* **Task material**:
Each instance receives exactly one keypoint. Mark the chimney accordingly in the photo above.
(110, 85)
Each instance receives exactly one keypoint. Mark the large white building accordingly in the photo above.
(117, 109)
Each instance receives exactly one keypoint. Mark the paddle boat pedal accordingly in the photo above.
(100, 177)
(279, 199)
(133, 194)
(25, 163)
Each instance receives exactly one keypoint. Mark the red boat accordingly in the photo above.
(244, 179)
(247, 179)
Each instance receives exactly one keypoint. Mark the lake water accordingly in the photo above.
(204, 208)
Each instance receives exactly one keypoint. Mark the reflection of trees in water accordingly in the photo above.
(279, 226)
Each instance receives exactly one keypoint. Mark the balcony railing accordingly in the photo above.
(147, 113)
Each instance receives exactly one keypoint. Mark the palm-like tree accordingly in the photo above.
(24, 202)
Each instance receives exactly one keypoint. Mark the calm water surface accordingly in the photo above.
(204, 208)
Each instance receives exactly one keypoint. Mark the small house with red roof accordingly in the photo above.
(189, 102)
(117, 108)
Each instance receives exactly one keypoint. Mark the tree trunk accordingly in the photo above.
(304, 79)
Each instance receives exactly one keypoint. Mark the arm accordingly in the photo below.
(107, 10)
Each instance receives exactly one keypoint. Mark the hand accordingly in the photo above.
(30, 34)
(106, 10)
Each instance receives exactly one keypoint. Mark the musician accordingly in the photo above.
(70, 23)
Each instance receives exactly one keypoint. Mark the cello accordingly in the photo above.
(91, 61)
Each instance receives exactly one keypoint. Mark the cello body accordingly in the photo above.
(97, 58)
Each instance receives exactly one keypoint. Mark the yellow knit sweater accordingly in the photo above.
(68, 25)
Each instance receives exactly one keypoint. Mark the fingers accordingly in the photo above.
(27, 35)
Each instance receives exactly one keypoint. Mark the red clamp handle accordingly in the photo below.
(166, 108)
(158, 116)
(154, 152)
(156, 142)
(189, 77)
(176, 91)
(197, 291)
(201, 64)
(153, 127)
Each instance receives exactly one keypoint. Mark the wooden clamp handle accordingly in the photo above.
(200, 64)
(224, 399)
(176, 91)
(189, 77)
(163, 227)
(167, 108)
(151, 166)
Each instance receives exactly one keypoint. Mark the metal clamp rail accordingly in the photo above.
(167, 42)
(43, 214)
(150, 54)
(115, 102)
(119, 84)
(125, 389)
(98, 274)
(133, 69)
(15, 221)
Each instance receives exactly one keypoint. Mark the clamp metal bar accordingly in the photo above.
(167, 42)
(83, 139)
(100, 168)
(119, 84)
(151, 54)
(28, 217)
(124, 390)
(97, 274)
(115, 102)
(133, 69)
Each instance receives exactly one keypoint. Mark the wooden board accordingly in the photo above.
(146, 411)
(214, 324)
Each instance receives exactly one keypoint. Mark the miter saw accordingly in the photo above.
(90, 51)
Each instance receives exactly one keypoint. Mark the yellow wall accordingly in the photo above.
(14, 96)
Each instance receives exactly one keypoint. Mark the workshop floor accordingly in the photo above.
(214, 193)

* **What is expected**: A word-for-word copy of the data is what should be returned.

* **Output of the task**:
Each instance receives exactly one keypoint. Mark the chimney accordingly in the photo above.
(110, 85)
Each instance receives exactly one keypoint. Mark the large white building accordingly in the photo above.
(117, 109)
Each instance receives exactly one keypoint. Mark the paddle boat pedal accordingly in the photo above.
(100, 177)
(279, 199)
(133, 194)
(25, 163)
Each instance receives exactly one keypoint. Mark the red boat accordingly in the photo above.
(244, 179)
(247, 179)
Each instance receives exactly one keypoint. Mark the lake water accordingly in the photo above.
(204, 208)
Each instance receives exactly one keypoint. Mark the reflection of trees in water accordingly in the photo above.
(279, 226)
Each instance receives exactly one keypoint. Mark the balcony railing accordingly in the photo above.
(147, 113)
Each instance receives exactly one keypoint. Mark the palm-like tree accordingly in the photo above.
(24, 202)
Each instance receives exactly one keypoint. Mark the calm water surface accordingly in the photo above.
(204, 208)
Each instance receives exactly one keypoint. Mark the small house with red roof accordingly in the photo above.
(189, 102)
(117, 108)
Each instance receives exactly one keypoint. Mark the tree trunk accordingly in the photo above.
(304, 79)
Each instance receives exactly one keypoint. Mark the arm accordingly in the photo below.
(107, 10)
Each instance receives exactly one keypoint. Mark the hand accordingly in the photo above.
(30, 34)
(106, 10)
Each instance receives exactly one keypoint. Mark the musician accordingly in the photo above.
(70, 23)
Each instance receives exactly one keypoint. Mark the cello accordingly in the photo above.
(91, 61)
Each instance receives exactly one keypoint. Mark the cello body accordingly in the photo above.
(97, 58)
Each instance receives exactly one keypoint. Mark the yellow knit sweater accordingly in the photo above.
(68, 25)
Each instance receives exactly one keypoint. Mark the fingers accordingly in the photo above.
(27, 35)
Each instance receives exactly one keypoint. Mark the red clamp handle accordingly in the photo below.
(166, 108)
(158, 116)
(154, 152)
(156, 142)
(189, 77)
(176, 91)
(197, 291)
(201, 64)
(153, 127)
Each instance receives exactly one keypoint. Mark the wooden clamp handle accordingly in the photo above.
(200, 64)
(224, 399)
(176, 91)
(189, 77)
(163, 227)
(167, 108)
(151, 166)
Each instance receives exactly one keypoint. Mark the metal clamp rail accordingly in the photo above.
(167, 42)
(43, 214)
(150, 54)
(115, 102)
(119, 84)
(125, 389)
(98, 274)
(133, 69)
(15, 221)
Each instance receives exactly one keypoint. Mark the clamp metal bar accordingly in the photo above.
(167, 42)
(83, 139)
(100, 168)
(119, 84)
(151, 54)
(28, 217)
(124, 390)
(97, 274)
(115, 102)
(133, 69)
Each instance receives exactly one keypoint. Mark the wooden board accordingly in the photo above.
(146, 411)
(214, 324)
Each instance receives exactly one keypoint. Mark the miter saw accordingly in the photo above.
(90, 51)
Each instance receives exactly one keypoint. Mark the yellow wall accordingly in the photo above.
(14, 96)
Each instance receives exactly one keypoint. Mark the workshop floor accordingly in the photo above.
(214, 193)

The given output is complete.